**What the task requires:** Type the records that follow again exactly as written, but drop the pictures.

[[ Records to process, beginning ]]

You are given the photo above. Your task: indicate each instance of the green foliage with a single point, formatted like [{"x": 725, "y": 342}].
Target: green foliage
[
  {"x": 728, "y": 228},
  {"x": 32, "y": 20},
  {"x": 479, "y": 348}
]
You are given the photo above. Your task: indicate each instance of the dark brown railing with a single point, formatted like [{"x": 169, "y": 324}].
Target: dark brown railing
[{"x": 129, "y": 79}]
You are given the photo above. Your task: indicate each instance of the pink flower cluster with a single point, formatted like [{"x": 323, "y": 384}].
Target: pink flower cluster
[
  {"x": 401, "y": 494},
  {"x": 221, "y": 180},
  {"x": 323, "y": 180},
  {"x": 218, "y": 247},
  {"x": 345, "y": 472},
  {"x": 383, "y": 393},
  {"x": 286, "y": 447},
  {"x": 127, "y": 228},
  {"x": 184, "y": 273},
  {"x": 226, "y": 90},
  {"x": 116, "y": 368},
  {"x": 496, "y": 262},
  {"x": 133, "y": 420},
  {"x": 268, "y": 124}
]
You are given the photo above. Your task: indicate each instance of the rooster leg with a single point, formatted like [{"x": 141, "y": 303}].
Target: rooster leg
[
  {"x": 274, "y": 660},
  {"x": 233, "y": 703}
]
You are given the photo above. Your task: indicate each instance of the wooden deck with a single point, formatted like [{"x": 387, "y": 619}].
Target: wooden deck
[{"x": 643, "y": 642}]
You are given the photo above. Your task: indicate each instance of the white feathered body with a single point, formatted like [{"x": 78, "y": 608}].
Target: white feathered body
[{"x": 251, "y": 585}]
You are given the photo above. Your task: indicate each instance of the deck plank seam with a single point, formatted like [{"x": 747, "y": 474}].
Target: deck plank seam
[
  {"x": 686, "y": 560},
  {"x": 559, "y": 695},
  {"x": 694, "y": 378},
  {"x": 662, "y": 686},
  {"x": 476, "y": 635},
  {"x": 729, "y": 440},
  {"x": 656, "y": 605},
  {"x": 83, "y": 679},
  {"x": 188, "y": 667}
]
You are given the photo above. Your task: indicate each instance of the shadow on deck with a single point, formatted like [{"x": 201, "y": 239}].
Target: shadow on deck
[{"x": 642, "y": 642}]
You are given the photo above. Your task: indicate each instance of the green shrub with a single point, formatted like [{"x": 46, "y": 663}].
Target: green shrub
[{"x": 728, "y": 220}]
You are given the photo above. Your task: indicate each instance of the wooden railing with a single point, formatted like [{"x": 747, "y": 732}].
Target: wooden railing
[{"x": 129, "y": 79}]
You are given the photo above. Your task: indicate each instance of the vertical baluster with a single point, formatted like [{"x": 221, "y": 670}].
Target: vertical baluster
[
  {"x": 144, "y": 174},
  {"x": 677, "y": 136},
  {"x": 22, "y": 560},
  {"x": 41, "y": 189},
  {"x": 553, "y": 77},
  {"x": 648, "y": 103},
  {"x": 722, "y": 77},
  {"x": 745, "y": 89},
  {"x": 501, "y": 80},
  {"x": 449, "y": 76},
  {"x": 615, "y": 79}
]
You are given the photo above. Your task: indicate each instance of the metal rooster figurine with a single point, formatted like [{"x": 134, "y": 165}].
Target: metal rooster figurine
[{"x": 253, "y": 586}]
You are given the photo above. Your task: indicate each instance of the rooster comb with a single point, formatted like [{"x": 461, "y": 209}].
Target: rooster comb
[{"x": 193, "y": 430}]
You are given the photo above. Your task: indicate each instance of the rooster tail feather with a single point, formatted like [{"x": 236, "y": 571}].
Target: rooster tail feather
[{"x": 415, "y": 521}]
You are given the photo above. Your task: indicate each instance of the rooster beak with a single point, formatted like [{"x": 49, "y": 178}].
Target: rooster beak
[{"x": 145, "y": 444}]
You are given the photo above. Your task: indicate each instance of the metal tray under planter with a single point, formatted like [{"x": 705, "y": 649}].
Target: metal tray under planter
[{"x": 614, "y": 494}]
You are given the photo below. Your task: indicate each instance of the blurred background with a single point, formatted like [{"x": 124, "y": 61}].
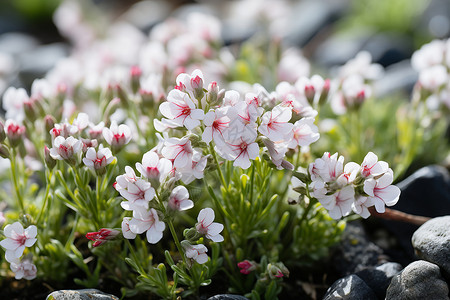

[[ Records to process, end ]]

**Exercise answer:**
You are given the photo above. Your task: indicate each instance of the green foliage with a single point, formatted like [{"x": 725, "y": 342}].
Target: green foliage
[
  {"x": 728, "y": 228},
  {"x": 32, "y": 20},
  {"x": 479, "y": 348}
]
You are given the photo above. Your task: indicate each instance of the dark brown railing with a single point, formatted like [{"x": 169, "y": 324}].
Target: dark brown railing
[{"x": 129, "y": 79}]
You are given the photo above. Your task: indicate each instance of the pink flower cluster with a single point, formatted like [{"x": 323, "y": 384}].
Target: pink flower cluster
[
  {"x": 401, "y": 494},
  {"x": 221, "y": 180},
  {"x": 323, "y": 180},
  {"x": 218, "y": 247},
  {"x": 345, "y": 472},
  {"x": 383, "y": 393},
  {"x": 286, "y": 447},
  {"x": 127, "y": 228},
  {"x": 184, "y": 273},
  {"x": 226, "y": 90},
  {"x": 116, "y": 368},
  {"x": 496, "y": 262},
  {"x": 133, "y": 420},
  {"x": 268, "y": 124}
]
You are given the photo above. Your task: indicate each instance of the rooster leg with a single point, formatted like [{"x": 141, "y": 303}].
Target: rooster leg
[
  {"x": 274, "y": 660},
  {"x": 233, "y": 703}
]
You are given the photo above. Your task: indicate each instance of the wooden deck with a single point, formatted like [{"x": 387, "y": 619}].
Target: wooden deck
[{"x": 643, "y": 642}]
You are given the photo above. Your task: indicate each instance of the white feathered body with a single point, formatted like [{"x": 78, "y": 608}].
Target: white feathered body
[{"x": 251, "y": 585}]
You are given the photo above. Your task: indicate each instance of the deck plank seam with a single point, formatted like [{"x": 747, "y": 474}].
Target: deck plank seam
[
  {"x": 686, "y": 560},
  {"x": 559, "y": 695},
  {"x": 694, "y": 378},
  {"x": 662, "y": 686},
  {"x": 476, "y": 635},
  {"x": 729, "y": 440},
  {"x": 656, "y": 605},
  {"x": 83, "y": 679},
  {"x": 188, "y": 667}
]
You are given the photo above. Your task: indicate each instance of the shadow on deck with a single point, formatted like [{"x": 201, "y": 239}].
Target: shadow on deck
[{"x": 642, "y": 642}]
You are given the photo above. Your task: indicate each instance of the green shrub with a single point, formatted like [{"x": 46, "y": 663}].
Target: green shrub
[{"x": 728, "y": 220}]
You are given the photo above. Your task: indicate each instance of the wooden railing with a single point, formatted like [{"x": 747, "y": 732}].
Target: wooden railing
[{"x": 129, "y": 79}]
You are given the photo above. Your task: indicate each instance of the vertical baluster with a single point, formatted like [{"x": 221, "y": 670}].
Target: vertical baluster
[
  {"x": 144, "y": 174},
  {"x": 677, "y": 136},
  {"x": 22, "y": 560},
  {"x": 41, "y": 189},
  {"x": 553, "y": 77},
  {"x": 648, "y": 103},
  {"x": 722, "y": 77},
  {"x": 745, "y": 89},
  {"x": 501, "y": 80},
  {"x": 449, "y": 76},
  {"x": 615, "y": 79}
]
You are given the photo above. Your task: indicate each instance of the metal rooster figurine with a single point, formatted like [{"x": 134, "y": 165}].
Target: metal rooster figurine
[{"x": 253, "y": 586}]
You are given the photo above. Your task: indicate each instance of the rooster comb with a single point, formatted like [{"x": 461, "y": 209}].
Target: rooster comb
[{"x": 193, "y": 430}]
You are given the photo above. Your task: indicate each instance of the rooster tail feather with a single point, formatted like [{"x": 236, "y": 571}].
Target: rooster tail feather
[{"x": 415, "y": 521}]
You are given the photo above. Your task: indicate each instance of the rooster beak with a single point, formatted like [{"x": 49, "y": 178}].
Target: rooster beak
[{"x": 145, "y": 444}]
You are given the photo above. Your task: indicate each instance of the metal tray under planter with a single point, formatted like [{"x": 705, "y": 649}].
Target: metal tray under planter
[{"x": 614, "y": 494}]
You are given the photo below. Your task: indicate each instance of the blurred background with a single point, formatted like [{"x": 124, "y": 61}].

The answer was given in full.